**DATA IN THIS EXERCISE:**
/---
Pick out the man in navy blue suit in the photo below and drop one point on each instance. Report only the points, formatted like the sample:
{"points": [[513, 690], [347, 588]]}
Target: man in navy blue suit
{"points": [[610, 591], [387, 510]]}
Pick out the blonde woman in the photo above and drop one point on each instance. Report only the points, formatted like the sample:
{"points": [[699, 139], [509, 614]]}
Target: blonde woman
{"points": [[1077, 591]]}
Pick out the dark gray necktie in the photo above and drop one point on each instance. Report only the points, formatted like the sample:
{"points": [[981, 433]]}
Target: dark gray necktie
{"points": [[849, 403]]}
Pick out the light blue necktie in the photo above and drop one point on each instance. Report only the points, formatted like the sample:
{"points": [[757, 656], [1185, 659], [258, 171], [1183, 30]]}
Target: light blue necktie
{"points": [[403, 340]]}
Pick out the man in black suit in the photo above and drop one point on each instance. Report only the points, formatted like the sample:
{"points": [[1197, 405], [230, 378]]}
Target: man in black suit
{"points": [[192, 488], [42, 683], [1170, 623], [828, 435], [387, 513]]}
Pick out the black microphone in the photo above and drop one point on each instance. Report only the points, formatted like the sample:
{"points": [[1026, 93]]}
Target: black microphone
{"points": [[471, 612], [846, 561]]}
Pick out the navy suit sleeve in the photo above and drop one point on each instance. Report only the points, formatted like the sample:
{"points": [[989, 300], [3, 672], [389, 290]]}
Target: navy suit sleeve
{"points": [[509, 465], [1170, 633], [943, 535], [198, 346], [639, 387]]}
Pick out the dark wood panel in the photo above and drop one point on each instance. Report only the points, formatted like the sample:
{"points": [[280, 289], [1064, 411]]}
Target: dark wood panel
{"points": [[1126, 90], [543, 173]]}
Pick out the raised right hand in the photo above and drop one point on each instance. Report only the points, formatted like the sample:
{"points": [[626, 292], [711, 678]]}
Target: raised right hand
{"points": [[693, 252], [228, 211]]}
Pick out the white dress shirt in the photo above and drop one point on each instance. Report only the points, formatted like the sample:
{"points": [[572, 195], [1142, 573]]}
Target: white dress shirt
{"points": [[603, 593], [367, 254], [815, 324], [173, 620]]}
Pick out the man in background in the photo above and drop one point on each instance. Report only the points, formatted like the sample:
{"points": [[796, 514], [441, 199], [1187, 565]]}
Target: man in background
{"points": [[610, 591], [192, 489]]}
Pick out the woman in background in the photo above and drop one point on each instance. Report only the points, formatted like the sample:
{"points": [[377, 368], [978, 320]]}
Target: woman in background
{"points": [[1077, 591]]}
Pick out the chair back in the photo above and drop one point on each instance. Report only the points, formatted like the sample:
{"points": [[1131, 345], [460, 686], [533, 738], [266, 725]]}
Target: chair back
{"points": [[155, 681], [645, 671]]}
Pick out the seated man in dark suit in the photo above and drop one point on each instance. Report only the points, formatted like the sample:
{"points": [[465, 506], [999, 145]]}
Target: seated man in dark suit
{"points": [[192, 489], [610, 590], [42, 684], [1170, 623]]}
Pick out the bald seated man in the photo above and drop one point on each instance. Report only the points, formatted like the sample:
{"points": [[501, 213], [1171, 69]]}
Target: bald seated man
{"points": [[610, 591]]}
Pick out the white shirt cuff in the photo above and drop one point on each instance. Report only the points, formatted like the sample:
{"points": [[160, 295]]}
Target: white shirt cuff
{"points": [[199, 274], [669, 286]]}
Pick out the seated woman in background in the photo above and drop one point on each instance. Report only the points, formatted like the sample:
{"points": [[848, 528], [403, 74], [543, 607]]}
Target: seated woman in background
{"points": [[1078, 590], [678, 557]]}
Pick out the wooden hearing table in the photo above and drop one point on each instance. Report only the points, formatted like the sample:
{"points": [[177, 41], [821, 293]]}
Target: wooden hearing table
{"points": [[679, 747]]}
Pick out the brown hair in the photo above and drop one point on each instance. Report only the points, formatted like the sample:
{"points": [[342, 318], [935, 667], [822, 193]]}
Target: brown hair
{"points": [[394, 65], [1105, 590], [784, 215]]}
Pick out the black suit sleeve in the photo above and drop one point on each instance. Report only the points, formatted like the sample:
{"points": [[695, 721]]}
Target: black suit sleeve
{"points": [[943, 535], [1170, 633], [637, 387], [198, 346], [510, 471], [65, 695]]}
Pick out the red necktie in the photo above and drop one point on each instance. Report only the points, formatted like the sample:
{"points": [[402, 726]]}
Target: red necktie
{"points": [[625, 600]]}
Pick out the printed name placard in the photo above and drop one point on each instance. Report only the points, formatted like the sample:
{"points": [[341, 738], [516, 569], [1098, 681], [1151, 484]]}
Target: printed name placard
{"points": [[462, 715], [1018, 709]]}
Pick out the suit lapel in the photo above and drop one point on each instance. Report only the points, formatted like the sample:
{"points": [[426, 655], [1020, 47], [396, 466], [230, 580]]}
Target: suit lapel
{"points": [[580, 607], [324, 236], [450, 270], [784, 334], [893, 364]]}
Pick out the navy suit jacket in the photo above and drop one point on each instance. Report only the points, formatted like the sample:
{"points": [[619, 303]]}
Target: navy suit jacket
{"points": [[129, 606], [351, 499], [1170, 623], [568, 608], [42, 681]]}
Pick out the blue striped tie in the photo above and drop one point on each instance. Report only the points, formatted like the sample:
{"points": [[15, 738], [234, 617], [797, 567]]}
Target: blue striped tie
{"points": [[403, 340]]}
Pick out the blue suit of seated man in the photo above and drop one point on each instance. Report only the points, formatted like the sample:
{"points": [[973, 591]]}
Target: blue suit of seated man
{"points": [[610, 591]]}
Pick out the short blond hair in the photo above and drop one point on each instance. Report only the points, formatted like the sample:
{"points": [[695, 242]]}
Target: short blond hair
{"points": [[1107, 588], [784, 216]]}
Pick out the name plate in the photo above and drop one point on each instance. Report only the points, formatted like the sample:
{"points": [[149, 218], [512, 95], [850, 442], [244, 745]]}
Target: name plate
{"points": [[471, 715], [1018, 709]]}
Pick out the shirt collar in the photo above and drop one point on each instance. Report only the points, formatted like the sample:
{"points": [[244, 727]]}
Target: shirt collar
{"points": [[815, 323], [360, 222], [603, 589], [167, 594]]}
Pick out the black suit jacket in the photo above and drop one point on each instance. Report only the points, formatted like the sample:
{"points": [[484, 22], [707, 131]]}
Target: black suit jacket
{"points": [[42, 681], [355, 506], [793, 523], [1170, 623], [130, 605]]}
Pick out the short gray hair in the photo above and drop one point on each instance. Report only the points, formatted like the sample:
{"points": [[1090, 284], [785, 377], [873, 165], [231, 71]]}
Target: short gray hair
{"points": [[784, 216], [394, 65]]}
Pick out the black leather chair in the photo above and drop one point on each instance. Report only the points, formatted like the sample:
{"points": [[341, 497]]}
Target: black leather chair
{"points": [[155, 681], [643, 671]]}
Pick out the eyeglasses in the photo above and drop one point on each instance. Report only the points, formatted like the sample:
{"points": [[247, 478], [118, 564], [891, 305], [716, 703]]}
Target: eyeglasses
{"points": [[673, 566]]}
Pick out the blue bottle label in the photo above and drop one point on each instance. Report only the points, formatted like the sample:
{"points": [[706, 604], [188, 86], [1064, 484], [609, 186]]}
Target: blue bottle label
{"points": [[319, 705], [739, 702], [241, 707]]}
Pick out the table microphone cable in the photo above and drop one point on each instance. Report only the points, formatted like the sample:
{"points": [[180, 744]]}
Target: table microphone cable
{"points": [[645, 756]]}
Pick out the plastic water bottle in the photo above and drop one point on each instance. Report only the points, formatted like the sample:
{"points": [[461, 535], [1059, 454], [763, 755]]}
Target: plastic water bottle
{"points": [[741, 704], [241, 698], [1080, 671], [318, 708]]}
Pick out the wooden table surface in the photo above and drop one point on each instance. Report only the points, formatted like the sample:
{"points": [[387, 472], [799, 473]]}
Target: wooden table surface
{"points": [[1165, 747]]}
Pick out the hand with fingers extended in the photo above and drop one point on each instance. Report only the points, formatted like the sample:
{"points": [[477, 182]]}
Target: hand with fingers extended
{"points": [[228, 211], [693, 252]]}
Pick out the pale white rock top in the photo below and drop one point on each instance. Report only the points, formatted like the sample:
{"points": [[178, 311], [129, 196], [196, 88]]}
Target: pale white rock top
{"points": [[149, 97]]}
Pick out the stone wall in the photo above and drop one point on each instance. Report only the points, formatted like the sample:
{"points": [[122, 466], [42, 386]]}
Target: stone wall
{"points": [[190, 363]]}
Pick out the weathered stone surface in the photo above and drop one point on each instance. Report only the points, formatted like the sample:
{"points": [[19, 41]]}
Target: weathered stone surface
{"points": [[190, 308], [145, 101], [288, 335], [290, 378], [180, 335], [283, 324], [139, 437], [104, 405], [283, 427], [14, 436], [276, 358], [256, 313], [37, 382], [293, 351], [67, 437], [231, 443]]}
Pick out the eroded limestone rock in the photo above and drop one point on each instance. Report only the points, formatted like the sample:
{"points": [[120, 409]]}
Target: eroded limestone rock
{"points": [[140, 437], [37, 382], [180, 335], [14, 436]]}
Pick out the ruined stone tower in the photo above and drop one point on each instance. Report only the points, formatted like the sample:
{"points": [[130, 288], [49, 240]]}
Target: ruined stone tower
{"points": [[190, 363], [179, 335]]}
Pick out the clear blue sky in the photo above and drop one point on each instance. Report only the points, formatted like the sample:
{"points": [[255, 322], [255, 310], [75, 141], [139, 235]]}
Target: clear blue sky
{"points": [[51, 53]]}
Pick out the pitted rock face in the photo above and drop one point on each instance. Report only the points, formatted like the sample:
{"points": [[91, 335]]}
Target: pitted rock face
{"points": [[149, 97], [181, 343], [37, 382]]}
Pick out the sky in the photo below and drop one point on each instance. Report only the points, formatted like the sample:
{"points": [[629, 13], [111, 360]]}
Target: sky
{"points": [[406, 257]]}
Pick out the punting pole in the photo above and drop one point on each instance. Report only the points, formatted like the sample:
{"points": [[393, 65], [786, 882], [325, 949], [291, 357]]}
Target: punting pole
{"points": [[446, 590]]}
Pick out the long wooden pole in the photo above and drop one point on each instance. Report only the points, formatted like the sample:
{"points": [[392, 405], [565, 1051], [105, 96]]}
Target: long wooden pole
\---
**TASK TO COMPLETE:**
Locate "Pick out the eroded" in the data above. Then repeat, exactly, its line and each line after it through the last, adding nothing.

**RESPONSE BELOW:**
Pick out the eroded limestone rock in the photo above and drop one point on each instance. Report only the points, formatted like the sample:
{"points": [[120, 409]]}
Target: eroded limestone rock
{"points": [[140, 437], [37, 382], [180, 335], [14, 436]]}
Pick out the ruined stone tower in the photo above and drop one point on each instance. Report only the points, formatted like the sample:
{"points": [[130, 288], [49, 240]]}
Target: ruined stone tower
{"points": [[190, 363], [179, 335]]}
Pick out the clear blue sky in the photo above and drop one point on each instance. Report only the points, formatted like the sample:
{"points": [[255, 322], [255, 310], [75, 141], [139, 235]]}
Target: clear blue sky
{"points": [[51, 53]]}
Pick out the pitted rock face in the photo above and drop one point on each instance. Report only the points, formatted like the sample:
{"points": [[91, 335]]}
Target: pitted rock face
{"points": [[149, 97], [181, 343], [37, 382]]}
Pick out the sky in the photo below and drop one point on each instance. Report only the points, formatted like the sample:
{"points": [[629, 13], [111, 360]]}
Target: sky
{"points": [[406, 257]]}
Pick out the punting pole in the photo above and drop one point on each instance. Report only the points, formatted like the sample:
{"points": [[393, 65], [786, 882], [325, 949], [291, 357]]}
Target: punting pole
{"points": [[446, 590]]}
Pick out the long wooden pole in the photo above and drop one point on each instance. Report only the points, formatted like the sample:
{"points": [[392, 405], [565, 1051], [105, 96]]}
Target: long wooden pole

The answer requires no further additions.